EXERCISE REQUIREMENTS ->
Add 80 to every answer coordinate in the entries between the lines holding "Q: Where is a point on each instance of the bundle" and "x=330, y=100", inclusive, and write out all of those lines again. Leave the format sample coordinates and all other text unchanged.

EXERCISE DATA ->
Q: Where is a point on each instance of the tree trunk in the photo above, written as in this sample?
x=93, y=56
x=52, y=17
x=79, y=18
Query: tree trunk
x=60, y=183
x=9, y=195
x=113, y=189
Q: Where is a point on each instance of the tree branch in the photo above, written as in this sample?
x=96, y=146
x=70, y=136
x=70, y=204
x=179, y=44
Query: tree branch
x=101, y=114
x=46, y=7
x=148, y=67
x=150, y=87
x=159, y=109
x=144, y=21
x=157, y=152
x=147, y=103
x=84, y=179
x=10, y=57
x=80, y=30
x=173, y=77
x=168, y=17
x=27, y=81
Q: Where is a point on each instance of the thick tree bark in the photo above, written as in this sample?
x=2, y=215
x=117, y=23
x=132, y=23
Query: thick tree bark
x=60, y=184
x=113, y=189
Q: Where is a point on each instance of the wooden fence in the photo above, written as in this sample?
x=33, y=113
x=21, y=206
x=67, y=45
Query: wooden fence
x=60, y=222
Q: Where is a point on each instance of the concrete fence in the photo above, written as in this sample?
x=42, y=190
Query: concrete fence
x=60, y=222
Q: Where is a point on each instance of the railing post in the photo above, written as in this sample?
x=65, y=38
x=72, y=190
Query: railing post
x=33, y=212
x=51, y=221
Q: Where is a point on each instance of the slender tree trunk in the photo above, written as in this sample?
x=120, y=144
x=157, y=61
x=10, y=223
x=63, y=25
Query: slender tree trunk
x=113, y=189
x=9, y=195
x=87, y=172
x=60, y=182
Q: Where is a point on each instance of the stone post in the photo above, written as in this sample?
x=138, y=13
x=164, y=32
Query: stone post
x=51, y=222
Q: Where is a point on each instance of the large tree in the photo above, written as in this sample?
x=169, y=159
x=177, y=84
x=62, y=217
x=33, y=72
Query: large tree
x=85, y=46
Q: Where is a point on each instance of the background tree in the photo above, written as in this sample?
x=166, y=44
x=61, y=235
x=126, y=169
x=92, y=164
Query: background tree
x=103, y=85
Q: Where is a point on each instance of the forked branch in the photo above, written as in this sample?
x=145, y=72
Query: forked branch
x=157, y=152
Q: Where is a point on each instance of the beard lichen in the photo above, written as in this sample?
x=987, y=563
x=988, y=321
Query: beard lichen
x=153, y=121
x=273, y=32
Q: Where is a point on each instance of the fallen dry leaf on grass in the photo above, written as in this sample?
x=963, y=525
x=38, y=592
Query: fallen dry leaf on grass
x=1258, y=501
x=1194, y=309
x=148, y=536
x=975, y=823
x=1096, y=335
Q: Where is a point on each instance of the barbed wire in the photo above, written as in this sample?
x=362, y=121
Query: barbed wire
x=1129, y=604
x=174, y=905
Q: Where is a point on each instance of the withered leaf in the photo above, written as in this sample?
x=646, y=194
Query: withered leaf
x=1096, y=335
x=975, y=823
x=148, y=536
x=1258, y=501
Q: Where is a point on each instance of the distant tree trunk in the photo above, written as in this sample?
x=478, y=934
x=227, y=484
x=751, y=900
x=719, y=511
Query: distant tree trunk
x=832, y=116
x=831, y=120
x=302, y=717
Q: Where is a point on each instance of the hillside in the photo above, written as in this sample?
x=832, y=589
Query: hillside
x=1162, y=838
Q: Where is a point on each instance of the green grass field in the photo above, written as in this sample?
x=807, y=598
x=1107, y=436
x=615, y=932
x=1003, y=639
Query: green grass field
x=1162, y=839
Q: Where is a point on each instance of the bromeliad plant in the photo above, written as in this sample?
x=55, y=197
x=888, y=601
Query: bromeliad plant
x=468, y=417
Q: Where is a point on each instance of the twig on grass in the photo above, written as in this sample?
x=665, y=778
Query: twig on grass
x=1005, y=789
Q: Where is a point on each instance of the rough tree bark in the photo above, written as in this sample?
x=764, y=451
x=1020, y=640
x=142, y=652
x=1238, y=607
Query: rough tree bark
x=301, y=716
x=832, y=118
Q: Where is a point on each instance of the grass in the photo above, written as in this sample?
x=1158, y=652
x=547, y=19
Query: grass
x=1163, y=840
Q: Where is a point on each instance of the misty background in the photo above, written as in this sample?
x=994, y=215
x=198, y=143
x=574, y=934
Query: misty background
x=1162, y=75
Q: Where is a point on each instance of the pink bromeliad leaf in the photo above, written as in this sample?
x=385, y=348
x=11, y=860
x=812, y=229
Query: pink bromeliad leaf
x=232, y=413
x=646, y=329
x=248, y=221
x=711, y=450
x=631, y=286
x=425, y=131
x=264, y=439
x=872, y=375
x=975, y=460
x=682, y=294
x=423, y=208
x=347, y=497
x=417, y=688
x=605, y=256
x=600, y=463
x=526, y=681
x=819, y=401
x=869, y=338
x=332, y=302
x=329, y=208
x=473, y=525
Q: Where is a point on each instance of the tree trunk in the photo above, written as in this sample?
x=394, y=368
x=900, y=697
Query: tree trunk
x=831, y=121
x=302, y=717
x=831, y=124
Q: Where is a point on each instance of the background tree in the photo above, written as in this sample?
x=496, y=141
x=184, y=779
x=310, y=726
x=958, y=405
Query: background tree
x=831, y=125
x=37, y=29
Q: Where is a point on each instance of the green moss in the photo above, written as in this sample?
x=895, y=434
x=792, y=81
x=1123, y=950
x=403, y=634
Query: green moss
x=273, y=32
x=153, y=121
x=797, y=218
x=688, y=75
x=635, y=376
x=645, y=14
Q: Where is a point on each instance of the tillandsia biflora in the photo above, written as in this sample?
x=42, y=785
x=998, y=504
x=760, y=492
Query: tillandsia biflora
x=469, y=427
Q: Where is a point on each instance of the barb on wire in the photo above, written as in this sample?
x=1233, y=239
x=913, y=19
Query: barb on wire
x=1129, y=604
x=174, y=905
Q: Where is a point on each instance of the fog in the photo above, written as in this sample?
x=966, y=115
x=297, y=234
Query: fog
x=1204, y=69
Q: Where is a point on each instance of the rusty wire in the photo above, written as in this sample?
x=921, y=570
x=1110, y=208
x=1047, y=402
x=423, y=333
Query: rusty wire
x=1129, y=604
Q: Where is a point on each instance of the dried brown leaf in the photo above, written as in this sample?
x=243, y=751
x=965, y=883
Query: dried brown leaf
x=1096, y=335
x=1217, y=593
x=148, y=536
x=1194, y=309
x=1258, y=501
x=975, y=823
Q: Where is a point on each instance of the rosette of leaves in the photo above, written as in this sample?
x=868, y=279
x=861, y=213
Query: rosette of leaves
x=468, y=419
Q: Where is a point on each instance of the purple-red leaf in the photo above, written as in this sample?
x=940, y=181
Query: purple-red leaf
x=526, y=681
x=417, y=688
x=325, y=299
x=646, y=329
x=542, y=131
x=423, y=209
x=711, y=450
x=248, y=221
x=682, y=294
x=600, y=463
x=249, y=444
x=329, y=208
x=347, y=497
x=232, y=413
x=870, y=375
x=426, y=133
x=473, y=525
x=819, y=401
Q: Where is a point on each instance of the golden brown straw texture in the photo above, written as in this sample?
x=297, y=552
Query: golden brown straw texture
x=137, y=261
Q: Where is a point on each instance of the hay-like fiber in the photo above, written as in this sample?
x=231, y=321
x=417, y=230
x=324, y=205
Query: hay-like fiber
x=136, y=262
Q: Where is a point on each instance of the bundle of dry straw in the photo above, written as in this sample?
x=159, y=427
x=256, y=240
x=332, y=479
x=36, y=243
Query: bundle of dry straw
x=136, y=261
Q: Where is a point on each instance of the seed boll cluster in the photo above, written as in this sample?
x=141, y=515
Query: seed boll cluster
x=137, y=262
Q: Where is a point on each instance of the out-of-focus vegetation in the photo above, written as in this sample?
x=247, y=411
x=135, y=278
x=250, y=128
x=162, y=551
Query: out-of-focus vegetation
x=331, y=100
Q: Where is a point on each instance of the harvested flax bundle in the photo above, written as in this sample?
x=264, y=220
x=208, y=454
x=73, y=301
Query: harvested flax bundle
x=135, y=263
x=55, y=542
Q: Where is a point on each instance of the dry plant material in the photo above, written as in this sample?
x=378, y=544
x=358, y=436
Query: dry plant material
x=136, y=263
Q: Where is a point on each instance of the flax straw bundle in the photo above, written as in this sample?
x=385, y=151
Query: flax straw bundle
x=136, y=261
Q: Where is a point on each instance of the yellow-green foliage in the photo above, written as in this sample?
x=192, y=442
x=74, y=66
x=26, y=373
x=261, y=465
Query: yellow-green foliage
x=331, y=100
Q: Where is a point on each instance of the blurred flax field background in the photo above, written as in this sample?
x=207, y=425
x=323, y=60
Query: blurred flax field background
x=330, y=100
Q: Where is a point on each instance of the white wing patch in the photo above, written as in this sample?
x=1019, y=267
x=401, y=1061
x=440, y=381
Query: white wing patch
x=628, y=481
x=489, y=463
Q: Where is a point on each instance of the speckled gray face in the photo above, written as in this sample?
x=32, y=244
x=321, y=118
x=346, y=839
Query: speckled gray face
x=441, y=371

OUTPUT BELOW ->
Q: Where is a point on each instance of the bundle of dry straw in the photo above, written as in this sample?
x=159, y=427
x=256, y=240
x=332, y=479
x=36, y=243
Query: bundle of dry straw
x=216, y=341
Q: Where is a point on each instance of the seed boll cluster in the photo above, written as in this sample?
x=141, y=515
Query: seed boll cluster
x=217, y=342
Q: Where is a point on each instance of the out-of-focus vegetation in the photo above, written as in this sample?
x=247, y=411
x=135, y=278
x=250, y=128
x=162, y=551
Query: out-of-focus vegetation
x=411, y=180
Q: Where is a point on each instance of the harvested flax bundle in the photo above, written as in this sample?
x=264, y=220
x=208, y=454
x=73, y=301
Query: harvested flax bundle
x=215, y=343
x=135, y=622
Q: Where is a point on each instance of the dry plant material in the photo above, written as in this sample?
x=378, y=544
x=358, y=436
Query: dry plant material
x=216, y=343
Q: Where is a point on each instance of the flax straw bundle in the photo above, written as in this sample?
x=385, y=151
Query: flax straw bundle
x=216, y=341
Q: Where is a point on each instance of the yellow-green foliage in the photo above, written as in this sample?
x=192, y=442
x=74, y=66
x=26, y=373
x=261, y=465
Query: yellow-green foliage
x=411, y=180
Q: Where is a point on each instance of the blurred flax field background in the photo above, written as in this sample?
x=207, y=425
x=323, y=60
Query: blurred flax field background
x=410, y=180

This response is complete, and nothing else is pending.